## WHAT TO PRODUCE
Retype each line of the records below without changing a single character.

=== RAW RECORDS ===

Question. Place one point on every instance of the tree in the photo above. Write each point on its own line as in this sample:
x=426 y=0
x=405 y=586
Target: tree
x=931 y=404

===

## TASK SOLUTION
Question. Place one point on every instance of the tree in the photo above. Write each point on its own line as in this sample:
x=426 y=0
x=405 y=586
Target: tree
x=931 y=404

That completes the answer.